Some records
**********

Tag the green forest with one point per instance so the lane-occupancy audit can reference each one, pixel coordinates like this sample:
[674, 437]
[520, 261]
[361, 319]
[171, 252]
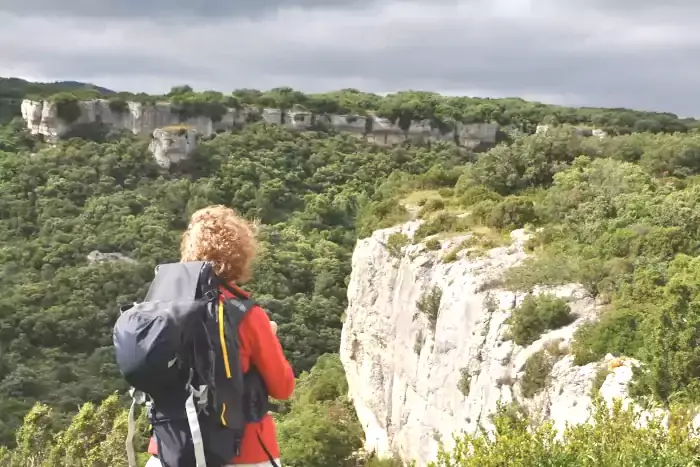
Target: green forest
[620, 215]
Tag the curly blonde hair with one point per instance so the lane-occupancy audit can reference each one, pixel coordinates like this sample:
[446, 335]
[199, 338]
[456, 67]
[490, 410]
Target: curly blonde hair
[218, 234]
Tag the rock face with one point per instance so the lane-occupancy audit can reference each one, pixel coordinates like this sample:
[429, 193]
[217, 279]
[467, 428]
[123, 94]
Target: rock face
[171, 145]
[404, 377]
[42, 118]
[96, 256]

**********

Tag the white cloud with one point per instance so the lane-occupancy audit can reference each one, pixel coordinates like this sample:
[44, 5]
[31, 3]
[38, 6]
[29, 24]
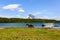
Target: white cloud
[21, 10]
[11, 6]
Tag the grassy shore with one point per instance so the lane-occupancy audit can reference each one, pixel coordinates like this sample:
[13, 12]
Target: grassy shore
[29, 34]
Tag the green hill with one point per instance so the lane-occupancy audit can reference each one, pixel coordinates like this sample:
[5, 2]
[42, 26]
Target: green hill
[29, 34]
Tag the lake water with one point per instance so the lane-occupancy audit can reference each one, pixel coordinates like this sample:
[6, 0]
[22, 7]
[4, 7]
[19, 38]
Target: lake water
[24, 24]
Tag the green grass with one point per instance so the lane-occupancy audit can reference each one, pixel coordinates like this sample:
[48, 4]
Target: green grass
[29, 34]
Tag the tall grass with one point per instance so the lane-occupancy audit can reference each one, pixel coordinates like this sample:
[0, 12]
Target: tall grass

**********

Stated exercise: Output the lines from the one containing "Tag the green grass" down through the one containing "Target: tall grass" as a JSON list of strings, one string per line, leaving out blank lines.

Result:
[
  "Tag the green grass with one point per instance so the lane-occupancy audit can reference each one, pixel coordinates like this sample:",
  "[48, 4]",
  "Target: green grass",
  "[29, 34]",
  "Tag the tall grass with one point per instance so the lane-occupancy audit can reference each one, pixel coordinates like this sample:",
  "[0, 12]",
  "Target: tall grass"
]